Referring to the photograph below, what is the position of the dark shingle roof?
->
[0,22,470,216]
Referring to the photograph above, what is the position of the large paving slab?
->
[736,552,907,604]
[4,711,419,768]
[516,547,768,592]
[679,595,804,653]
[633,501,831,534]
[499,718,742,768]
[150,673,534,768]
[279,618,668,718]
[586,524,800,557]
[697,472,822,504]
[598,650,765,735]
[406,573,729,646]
=======
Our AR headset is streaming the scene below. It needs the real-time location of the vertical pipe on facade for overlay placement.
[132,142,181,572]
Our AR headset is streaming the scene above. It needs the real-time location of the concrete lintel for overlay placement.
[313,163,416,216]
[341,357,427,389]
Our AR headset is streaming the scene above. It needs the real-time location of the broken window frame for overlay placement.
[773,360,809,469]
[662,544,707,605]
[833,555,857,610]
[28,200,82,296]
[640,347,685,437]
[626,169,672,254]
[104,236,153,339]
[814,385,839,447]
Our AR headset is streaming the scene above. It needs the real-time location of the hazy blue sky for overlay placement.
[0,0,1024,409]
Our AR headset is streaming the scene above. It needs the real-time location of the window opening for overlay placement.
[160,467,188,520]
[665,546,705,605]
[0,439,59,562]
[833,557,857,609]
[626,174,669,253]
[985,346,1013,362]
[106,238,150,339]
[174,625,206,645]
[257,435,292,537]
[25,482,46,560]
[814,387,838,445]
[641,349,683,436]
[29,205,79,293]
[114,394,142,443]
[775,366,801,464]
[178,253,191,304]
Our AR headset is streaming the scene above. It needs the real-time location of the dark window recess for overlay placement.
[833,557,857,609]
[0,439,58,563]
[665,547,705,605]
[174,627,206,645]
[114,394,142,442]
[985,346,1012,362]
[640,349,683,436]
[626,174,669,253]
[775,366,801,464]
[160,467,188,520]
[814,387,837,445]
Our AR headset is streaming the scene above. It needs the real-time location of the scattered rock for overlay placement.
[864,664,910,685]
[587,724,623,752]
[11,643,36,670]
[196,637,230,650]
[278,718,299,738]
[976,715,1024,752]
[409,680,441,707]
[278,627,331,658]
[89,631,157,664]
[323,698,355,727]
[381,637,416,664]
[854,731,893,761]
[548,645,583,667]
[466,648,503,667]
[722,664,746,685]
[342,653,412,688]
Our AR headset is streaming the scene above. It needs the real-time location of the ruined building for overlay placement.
=======
**DIRECTIONS:**
Reproduce verbatim the stretch of material from the line containing "Referring to the photograph below, what" through the line containing "[406,573,729,646]".

**COMPLETE RESPONSE:**
Referring to the photograph below, what is the position of the dark shingle roof?
->
[0,22,470,216]
Referring to the photograph above, what is the position of the large paving slab?
->
[736,552,907,604]
[4,711,419,768]
[516,547,768,592]
[679,595,804,653]
[633,501,831,534]
[499,718,742,768]
[150,673,534,768]
[279,618,668,718]
[586,524,800,557]
[697,472,822,504]
[598,650,765,735]
[406,573,729,646]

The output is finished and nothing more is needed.